• _SHORT PROBLEM 1_
In the Blackhawks-Red Wings preview, rewrite the paragraph that begins "The Wings made a number of cross-country flights" as a short bulleted list that keeps its main facts.
• _SHORT PROBLEM 2_
Pick up the Blackhawks-Red Wings preview right after its final sentence and write the next part.

• _PROVIDED PASSAGE_
Five Q’s: Blackhawks-Red Wings preview

Do regular-season results matter?

Detroit will hope not.

The Blackhawks swept the season series 4-0 (though, to be fair, three of the games went to shootout or overtime) and clobbered the Wings 7-1 on Mar. 31, a game Detroit defenseman Niklas Kronwall said “was embarrassing at times.”

The ‘Hawks are 7-0-2 in their last nine against the Wings  — dating back to last season — and haven’t lost in regulation to Detroit in over two years (Apr. 10, 2011).

Can Howard best Crawford?

Most admit Chicago has the edge in terms of forward and defensive depth, so the goaltending position is hugely important.

Statistically speaking, Crawford had the superior opening round. He posted a 1.32 GAA and .950 save percentage to Howard’s 2.74 and .911, but it was Howard that stepped up when the stakes were high.

He went 3-1 in overtimes during Round 1 — stopping nine of 10 shots faced — and came up big again in Game 7, stopping 20 of 21 shots in the second and third periods as Anaheim looked to rally (and the only goal that beat Howard was a bank shot off Jonathan Ericsson’s skate).

How tired are the Wings?

It was a tough opening round for Detroit, drawing arguably the worst travel option imaginable (nearly 2000 miles between Anaheim and Detroit).

The Wings made a number of cross-country flights during the series, went to overtime in four of the seven games and suffered several injuries along the way: Danny DeKeyser (broken thumb) was lost for the playoffs, Mikael Samuelsson aggravated a pectoral muscle injury, Jimmy Howard has a sore hamstring and Dan Cleary was a human bruise by Game 7.

Will Sharp stay hot?

After missing 20 games during an injury-plagued regular season, Patrick Sharp has taken the postseason by storm.

The 31-year-old forward led all Chicago skaters with five goals in the opening round, scoring two game-winning tallies.

His sniping prowess overshadowed the fact that Chicago’s leading goalscorers in the regular season — Patrick Kane and Jonathan Toews — failed to find the back of the net against the Wild.

• _DATASET RECORDS_
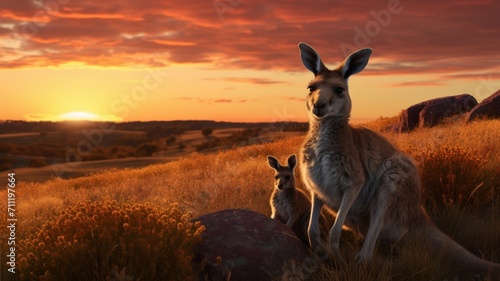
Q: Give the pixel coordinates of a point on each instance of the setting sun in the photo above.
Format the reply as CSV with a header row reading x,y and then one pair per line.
x,y
79,116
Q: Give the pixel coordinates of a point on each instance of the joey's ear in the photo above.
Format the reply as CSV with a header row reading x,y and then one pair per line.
x,y
311,59
355,62
273,162
292,161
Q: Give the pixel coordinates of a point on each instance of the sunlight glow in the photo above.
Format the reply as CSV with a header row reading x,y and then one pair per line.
x,y
78,116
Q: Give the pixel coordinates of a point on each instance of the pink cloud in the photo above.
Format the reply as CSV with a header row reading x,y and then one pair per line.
x,y
441,37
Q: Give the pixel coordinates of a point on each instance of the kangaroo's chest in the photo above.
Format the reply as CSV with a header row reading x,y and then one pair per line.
x,y
324,174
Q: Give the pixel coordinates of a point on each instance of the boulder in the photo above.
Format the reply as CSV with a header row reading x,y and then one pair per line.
x,y
409,118
488,108
245,245
432,112
436,110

• _WRITTEN RESPONSE 1_
- Detroit flew cross-country several times during the series.
- Four of the seven games went to overtime.
- Danny DeKeyser broke his thumb and is out for the playoffs.
- Mikael Samuelsson aggravated a pectoral muscle injury.
- Jimmy Howard has a sore hamstring.
- Dan Cleary was badly bruised by Game 7.

• _WRITTEN RESPONSE 2_
Kane still managed to rack up five assists in five games, though, and gave Sharp plenty of credit for converting on his scoring chances.

‘‘He knows how to get open,’’ Kane told the Chicago Sun-Times. ‘‘And when he does, he doesn’t miss often.

“He’s always finding himself a good chance, whether it’s around the net or in the slot.’’

What to do with Datsyuk and Zetterberg?

It’s a question Anaheim wasn’t able to answer in the opening round — Datsyuk and Zetterberg combined for 15 points against the Ducks, who simply couldn’t find the proper matchup for Detroit’s two best players.

That said, the ‘Hawks might have an answer.

They’ll return center Dave Bolland for this series after he missed the end of the regular season and entire first round with a lower body injury.

Bolland is a talented checking center who figures to slot into the third line alongside Bryan Bickell and Andrew Shaw — a unit that can play a physical, defense-first game but also provide offense when necessary.

Even though he’s just 26, Bolland’s carved a reputation as a solid postseason performer. He has 37 points in 49 career games and scored eight goals in 22 games en route to Chicago’s Stanley Cup championship in 2010.

For all the second-round playoff previews, click here.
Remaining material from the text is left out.